The state will now conduct a monthlong review to validate the signatures. If valid, a recall election expected to be scheduled for sometime between August and December.

“We’re gonna take this extremely seriously … we’re gonna get ready – and fight like hell,” Newsom senior strategist Sean Clegg told Politico Wednesday, labeling the referendum on Newsom’s leadership a partisan “Republican recall with a capital R.”

Anne Dunsmore, however, who runs the recall committee,, told The Federalist that more than a third of the signatures are independent and Democratic voters. Dunsmore emphazied the bipartisan nature of the movement triggered in large part by the governor’s aggressive and hypocritical lockdowns. Fifty-eight percent of those who signed the petition were women, Dunsmore said.

On Tuesday, Newsom complained the recall effort was motivated by racism, a routine accusation foisted by Democrats on any criticism from political opponents.

“Look at the petition, look at the actual reasons they themselves listed. It has to do with immigration. The ‘browning’ of California,” Newsom told reporters.

Dunsmore called Newsom’s comments “an insult to the two million people who signed the petition with a very strong showing from people that were no party preference and Democrats.”

Newsom said on the ABC’s “The View” Tuesday that he is worried about the effort to remove him from office.

“Of course I’m worried about it,” Newsom told the daytime panel. “The nature of these things, the up or down question, the zero-sum nature of the question is challenging … so we’re taking it seriously.”

The recall ballot gives voters a yes-or-not vote on whether Newsom stays in office, followed by a list of candidates competing for Newsom’s replacement if Californians vote in favor of removal.

While five recall attempts on Newsom failed in the past, the sixth effort picked up momentum in December, about a month after the governor was caught enjoying indoor dining at a three-star Michelin restaurant in Napa Valley’s wine country. Photos of the scene showed Newsom, who had just prohibited gatherings of more than three households before the Thanksgiving holiday, at a dinner party with a dozen others with no masks, and no social distancing.

Newsom tightened statewide restrictions after he apologized for getting caught.

Californians have been subject to some of the harshest lockdowns in the country provoking an exodus to business-friendlier states such as Texas and Arizona. Families have also fled the state in search of better education for their children as many California schools remain closed despite overwhelming evidence that in-person instruction is safe.

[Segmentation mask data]

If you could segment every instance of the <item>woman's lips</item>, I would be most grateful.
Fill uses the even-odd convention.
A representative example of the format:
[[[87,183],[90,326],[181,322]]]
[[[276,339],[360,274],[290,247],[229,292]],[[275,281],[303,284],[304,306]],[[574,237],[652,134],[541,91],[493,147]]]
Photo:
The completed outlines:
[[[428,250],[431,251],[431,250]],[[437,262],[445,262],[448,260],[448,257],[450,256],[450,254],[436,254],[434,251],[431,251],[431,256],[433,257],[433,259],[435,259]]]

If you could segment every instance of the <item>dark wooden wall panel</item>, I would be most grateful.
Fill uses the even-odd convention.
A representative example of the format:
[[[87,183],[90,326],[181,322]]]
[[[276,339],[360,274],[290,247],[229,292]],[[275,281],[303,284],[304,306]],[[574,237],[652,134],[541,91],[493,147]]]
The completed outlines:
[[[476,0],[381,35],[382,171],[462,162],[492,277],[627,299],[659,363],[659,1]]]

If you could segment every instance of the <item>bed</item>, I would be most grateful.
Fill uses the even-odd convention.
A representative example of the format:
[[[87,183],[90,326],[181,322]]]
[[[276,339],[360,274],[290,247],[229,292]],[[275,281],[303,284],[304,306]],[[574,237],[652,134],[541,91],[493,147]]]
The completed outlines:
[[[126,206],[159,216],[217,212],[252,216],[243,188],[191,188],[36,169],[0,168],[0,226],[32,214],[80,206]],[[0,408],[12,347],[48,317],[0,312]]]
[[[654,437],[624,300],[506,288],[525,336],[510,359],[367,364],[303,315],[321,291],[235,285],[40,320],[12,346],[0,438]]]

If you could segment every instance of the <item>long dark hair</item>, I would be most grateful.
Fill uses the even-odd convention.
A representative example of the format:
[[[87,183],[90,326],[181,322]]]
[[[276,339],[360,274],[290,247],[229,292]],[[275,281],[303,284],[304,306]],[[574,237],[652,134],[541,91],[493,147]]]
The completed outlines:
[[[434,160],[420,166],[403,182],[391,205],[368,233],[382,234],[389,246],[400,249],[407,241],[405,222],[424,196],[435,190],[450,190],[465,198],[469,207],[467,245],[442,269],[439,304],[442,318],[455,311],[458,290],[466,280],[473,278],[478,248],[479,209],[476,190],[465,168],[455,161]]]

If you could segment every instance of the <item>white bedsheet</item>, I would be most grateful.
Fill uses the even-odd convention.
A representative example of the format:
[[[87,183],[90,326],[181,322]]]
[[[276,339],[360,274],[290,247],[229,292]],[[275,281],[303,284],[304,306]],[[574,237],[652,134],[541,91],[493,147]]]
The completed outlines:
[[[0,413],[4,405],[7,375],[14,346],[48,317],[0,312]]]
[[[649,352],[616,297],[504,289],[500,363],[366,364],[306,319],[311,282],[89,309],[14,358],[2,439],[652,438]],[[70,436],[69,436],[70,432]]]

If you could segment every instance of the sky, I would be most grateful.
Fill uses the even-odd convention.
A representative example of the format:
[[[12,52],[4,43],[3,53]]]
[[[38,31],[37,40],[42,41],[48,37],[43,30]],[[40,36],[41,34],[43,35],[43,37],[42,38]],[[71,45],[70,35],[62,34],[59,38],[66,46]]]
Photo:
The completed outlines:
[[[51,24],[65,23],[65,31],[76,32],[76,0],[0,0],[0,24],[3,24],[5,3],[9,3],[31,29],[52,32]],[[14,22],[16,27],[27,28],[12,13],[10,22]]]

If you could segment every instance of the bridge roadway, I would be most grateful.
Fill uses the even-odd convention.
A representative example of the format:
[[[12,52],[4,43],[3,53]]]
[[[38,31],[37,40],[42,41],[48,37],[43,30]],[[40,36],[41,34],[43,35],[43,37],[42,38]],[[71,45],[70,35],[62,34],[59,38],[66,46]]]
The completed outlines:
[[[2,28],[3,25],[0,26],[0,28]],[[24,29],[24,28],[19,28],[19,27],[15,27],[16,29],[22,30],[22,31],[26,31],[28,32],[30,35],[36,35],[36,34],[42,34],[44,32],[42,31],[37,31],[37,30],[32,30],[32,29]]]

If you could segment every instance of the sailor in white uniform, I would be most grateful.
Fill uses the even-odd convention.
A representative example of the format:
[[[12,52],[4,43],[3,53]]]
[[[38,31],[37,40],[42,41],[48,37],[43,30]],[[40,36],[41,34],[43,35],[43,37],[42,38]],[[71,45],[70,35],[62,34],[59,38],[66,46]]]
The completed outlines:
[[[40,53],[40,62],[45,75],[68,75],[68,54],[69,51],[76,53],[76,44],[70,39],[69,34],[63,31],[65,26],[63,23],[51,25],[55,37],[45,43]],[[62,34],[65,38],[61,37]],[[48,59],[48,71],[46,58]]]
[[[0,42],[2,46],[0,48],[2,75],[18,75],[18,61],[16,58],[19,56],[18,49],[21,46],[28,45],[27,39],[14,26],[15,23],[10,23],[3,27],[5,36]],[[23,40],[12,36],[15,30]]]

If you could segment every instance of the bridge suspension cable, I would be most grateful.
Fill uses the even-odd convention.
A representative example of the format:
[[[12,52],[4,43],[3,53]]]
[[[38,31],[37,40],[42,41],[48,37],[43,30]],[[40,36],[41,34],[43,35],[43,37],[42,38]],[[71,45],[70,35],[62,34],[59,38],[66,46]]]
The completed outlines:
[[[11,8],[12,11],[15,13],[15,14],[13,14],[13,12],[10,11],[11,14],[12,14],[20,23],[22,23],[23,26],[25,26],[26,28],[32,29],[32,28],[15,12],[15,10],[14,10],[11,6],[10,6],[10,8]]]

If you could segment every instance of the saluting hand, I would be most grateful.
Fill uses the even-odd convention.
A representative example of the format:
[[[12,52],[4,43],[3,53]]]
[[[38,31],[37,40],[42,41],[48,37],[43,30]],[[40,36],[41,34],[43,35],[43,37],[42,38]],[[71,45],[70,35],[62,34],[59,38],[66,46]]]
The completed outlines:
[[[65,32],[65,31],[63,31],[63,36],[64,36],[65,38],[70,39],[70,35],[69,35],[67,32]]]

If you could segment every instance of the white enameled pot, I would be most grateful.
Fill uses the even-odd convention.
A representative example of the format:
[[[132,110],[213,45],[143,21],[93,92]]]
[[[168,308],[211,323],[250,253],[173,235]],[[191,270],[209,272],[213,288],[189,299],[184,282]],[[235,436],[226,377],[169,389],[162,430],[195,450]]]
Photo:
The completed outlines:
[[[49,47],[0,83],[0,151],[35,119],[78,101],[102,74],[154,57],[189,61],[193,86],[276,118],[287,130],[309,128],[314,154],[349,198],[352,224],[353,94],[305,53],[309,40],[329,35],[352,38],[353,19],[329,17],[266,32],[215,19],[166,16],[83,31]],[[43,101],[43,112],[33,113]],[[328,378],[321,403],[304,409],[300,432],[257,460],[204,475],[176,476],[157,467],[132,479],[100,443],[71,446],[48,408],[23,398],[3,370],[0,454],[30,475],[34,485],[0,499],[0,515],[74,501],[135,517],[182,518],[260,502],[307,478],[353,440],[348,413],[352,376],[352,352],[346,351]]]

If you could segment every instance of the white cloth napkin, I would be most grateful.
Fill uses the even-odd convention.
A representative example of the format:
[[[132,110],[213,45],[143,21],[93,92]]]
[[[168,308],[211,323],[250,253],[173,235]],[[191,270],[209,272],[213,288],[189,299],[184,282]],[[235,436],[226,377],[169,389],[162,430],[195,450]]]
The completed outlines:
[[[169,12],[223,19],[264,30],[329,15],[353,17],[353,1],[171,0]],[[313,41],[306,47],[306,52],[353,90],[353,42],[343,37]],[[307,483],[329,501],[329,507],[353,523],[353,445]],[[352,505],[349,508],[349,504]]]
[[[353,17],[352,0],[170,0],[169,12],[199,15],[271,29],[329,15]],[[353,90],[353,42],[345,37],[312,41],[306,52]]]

**Questions to answer**
**1)** According to the article on the Newsom recall, what share of the petition's signers were women?
**2)** Name every person mentioned by name in the article on the Newsom recall.
**3)** Extend the article on the Newsom recall past its final paragraph.

**Answers by task**
**1)** Fifty-eight percent.

**2)** Newsom, Sean Clegg, Anne Dunsmore

**3)**
A new poll out Monday shows more than 58 percent of California voters believe it’s “time for someone new” in the 2022 election. Only 42 percent said they would vote to keep Newsom in office in an upcoming recall.

While Newsom’s lockdowns, implemented with little transparency, have fueled the governor’s recall movement, California Republican Congressman Darrell Issa told The Federalist Newsom’s problems stem far beyond aggressive COVID-19 restrictions.

Rolling blackouts caused by insensitivity to the transition from fuel, Issa said, gripped the state last year with an energy crisis which has left Californians relying on imported power from other states at peak periods.

Issa, the wealthiest member in Congress who bankrolled the state’s last recall in 2003 when voters replaced incumbent Democrat Gray Davis with Republican Gov. Arnold Schwarzenegger, told The Federalist the stakes are higher in this year’s contest than they were nearly 20 years ago.

“We’ve got to turn around the direction of the state in a much more meaningful way,” Issa said, who cited the state’s fleeing population putting California on track to lose a congressional seat for the first time in its history.

Issa said he is committed to supporting the effort however he can, though he won’t be running as a candidate himself.

While no prominent Democrats have come forward to challenge Newsom in the recall, several Republicans have already declared their candidacies including former San Diego Mayor Kevin Faulconer and former Republican Congressman Doug Ose.

Former President Donald Trump’s former Director of National Intelligence, Ric Grenell, has also hinted at a run but has not yet announced any decision.